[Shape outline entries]

———

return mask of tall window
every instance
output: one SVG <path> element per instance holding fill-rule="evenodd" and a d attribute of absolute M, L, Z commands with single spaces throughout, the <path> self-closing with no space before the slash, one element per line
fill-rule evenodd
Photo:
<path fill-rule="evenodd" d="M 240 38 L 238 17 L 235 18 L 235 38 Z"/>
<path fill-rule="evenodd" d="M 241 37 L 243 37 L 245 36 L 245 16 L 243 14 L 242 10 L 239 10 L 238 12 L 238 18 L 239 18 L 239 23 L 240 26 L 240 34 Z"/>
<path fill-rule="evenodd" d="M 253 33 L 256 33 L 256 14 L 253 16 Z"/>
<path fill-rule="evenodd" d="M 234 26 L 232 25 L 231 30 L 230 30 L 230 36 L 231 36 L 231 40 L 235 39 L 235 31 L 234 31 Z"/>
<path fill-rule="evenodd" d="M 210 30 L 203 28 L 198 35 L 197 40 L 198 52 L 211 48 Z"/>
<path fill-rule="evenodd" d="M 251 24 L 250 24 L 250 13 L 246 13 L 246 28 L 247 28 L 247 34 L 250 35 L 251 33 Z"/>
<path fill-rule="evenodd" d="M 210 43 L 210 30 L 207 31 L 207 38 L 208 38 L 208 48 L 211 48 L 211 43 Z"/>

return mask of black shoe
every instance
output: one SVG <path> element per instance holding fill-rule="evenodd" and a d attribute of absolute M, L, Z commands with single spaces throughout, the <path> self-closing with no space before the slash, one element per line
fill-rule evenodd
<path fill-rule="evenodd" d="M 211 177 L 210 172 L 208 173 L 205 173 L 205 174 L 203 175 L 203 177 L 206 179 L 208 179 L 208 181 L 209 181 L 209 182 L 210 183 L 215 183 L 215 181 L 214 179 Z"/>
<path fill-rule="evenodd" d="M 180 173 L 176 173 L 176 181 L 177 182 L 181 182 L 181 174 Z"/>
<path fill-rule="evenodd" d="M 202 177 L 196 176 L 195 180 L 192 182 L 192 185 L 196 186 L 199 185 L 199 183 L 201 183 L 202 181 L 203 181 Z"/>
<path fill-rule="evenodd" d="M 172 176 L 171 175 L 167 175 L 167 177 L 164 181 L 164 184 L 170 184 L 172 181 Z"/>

———

▶ SET PROBLEM:
Repeat the records word for word, starting at their beginning and ending with the line that contains "241 37 L 243", including both ends.

▶ SOLUTION:
return mask of tall window
every instance
output: one SVG <path> element per instance holding fill-rule="evenodd" and a d attribute of absolute M, L, Z commands with single spaces throughout, the <path> self-closing with no space before the slash, one element per line
fill-rule evenodd
Photo:
<path fill-rule="evenodd" d="M 240 38 L 238 17 L 235 18 L 235 38 Z"/>
<path fill-rule="evenodd" d="M 241 37 L 243 37 L 245 36 L 245 16 L 243 14 L 242 10 L 239 10 L 238 12 L 238 18 L 239 18 L 239 23 L 240 26 L 240 34 Z"/>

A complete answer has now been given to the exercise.